# SUPPLIED RECORDS
- - - - - - -
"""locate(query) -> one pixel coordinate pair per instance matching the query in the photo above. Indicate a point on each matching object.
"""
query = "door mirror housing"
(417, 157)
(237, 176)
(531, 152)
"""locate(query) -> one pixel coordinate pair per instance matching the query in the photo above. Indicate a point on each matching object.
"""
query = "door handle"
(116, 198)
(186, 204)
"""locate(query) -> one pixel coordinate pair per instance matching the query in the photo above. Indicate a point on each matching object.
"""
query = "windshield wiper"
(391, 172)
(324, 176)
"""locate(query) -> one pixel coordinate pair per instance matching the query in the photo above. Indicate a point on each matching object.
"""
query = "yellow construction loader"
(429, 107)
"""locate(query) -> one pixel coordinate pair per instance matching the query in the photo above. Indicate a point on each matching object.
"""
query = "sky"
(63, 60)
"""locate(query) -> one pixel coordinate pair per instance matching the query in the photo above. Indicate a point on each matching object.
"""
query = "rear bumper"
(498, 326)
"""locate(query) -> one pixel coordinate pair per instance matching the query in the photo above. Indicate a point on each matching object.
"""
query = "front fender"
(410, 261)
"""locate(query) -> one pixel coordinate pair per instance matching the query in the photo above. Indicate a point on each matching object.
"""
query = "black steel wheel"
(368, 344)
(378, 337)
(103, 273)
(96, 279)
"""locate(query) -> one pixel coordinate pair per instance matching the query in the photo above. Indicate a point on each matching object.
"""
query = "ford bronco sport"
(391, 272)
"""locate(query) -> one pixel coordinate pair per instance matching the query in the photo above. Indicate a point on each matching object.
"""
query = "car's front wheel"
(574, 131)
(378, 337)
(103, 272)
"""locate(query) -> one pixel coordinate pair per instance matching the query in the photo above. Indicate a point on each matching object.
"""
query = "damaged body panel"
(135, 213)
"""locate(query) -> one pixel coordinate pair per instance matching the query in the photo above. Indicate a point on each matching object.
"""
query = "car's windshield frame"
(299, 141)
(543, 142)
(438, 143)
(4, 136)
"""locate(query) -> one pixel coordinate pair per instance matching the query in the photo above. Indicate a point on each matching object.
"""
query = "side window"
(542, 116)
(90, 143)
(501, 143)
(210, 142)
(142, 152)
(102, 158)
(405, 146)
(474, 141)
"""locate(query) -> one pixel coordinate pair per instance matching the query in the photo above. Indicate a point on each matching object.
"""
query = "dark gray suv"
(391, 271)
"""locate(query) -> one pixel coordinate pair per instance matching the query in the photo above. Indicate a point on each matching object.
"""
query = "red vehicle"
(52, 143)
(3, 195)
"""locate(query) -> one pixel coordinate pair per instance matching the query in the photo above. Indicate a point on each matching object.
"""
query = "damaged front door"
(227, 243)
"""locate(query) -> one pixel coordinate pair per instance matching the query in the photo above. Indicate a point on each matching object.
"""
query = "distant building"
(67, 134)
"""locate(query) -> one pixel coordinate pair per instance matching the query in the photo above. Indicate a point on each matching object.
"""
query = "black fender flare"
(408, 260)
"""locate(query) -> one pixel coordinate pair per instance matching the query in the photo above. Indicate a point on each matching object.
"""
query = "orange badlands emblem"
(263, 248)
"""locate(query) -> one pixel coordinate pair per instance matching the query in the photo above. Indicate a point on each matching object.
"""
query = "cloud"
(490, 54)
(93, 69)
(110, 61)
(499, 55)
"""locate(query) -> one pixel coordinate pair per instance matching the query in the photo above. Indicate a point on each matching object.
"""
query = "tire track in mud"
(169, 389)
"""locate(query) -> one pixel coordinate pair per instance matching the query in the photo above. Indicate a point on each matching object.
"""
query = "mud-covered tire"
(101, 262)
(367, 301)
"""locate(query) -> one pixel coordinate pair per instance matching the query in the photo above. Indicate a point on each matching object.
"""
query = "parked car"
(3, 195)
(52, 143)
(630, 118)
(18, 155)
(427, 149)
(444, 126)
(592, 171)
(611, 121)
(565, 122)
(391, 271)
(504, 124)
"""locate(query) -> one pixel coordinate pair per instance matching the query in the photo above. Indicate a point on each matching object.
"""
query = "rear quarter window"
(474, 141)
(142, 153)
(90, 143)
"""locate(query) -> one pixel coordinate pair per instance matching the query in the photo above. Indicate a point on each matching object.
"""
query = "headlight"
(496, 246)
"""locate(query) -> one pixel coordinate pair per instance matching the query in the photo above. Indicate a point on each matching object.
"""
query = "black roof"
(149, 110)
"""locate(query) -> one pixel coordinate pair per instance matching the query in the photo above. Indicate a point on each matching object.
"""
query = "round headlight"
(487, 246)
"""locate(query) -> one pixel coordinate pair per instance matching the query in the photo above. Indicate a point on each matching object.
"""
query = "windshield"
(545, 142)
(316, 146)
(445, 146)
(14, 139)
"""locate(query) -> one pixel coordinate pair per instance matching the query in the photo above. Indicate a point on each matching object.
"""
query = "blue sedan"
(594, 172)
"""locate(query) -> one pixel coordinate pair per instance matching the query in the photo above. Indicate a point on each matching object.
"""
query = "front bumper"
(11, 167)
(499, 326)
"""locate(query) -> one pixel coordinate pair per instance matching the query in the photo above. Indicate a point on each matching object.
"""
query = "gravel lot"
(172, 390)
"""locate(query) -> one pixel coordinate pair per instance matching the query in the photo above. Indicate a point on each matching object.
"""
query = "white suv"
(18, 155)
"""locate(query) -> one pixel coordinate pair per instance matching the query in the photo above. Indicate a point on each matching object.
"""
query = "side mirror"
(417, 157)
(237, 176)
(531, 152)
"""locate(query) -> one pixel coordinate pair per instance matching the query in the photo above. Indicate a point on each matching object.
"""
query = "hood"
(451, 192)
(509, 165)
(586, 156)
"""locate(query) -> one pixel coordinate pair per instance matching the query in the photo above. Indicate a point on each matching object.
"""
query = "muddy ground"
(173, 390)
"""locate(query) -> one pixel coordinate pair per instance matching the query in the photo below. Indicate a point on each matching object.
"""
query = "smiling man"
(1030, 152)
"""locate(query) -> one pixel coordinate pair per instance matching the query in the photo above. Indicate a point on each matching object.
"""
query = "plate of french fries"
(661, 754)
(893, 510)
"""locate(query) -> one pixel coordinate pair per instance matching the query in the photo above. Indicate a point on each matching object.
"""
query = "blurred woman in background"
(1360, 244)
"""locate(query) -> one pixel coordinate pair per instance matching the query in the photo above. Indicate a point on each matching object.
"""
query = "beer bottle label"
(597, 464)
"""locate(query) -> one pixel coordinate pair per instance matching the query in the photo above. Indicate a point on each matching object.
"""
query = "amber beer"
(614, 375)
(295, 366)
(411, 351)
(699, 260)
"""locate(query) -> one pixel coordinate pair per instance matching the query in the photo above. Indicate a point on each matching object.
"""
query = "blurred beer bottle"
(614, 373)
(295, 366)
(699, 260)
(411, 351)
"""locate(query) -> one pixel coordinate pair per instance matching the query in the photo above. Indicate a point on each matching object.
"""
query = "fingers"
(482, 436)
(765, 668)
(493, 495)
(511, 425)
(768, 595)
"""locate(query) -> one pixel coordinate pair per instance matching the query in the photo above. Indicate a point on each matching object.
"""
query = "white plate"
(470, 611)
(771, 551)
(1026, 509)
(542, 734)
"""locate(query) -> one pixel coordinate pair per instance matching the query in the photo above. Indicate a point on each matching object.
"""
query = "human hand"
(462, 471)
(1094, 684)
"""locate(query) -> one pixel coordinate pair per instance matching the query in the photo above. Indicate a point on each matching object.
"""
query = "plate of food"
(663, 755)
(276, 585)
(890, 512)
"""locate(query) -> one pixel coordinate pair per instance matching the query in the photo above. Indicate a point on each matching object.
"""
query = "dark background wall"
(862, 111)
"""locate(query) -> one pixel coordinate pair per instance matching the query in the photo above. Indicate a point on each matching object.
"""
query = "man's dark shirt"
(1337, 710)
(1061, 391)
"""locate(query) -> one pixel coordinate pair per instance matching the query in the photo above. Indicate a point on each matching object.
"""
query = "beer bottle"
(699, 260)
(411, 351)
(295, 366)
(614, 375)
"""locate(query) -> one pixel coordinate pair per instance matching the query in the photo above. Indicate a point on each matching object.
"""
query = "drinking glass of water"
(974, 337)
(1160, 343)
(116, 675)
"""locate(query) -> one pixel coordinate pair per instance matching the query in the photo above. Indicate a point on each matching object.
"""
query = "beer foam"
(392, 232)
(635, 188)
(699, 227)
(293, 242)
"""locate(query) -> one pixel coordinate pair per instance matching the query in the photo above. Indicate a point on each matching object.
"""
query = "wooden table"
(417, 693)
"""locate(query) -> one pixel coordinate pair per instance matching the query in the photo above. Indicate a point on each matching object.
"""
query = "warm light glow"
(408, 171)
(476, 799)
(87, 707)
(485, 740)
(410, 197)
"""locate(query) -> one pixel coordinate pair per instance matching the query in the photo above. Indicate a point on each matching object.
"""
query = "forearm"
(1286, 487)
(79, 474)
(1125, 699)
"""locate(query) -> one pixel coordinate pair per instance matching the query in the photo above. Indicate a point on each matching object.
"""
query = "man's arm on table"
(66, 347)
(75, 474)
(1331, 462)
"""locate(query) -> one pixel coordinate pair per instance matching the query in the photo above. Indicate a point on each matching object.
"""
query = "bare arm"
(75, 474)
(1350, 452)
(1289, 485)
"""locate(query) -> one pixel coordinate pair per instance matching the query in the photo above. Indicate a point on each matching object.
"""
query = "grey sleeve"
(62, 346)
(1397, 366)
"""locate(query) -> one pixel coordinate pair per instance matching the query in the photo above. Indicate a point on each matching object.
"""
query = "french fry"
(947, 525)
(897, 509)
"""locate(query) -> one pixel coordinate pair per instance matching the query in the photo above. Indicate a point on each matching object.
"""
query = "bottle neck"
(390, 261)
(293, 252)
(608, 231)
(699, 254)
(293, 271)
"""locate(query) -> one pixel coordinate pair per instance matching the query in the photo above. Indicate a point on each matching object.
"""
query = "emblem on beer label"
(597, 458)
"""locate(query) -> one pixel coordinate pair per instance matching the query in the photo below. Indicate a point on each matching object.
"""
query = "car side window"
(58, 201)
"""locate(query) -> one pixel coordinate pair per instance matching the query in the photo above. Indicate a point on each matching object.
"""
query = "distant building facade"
- - - - - - -
# STATED PROBLEM
Please count the lines in the records above that contain the string "blurred". Reply with the number alone.

# COMPLETE OUTPUT
2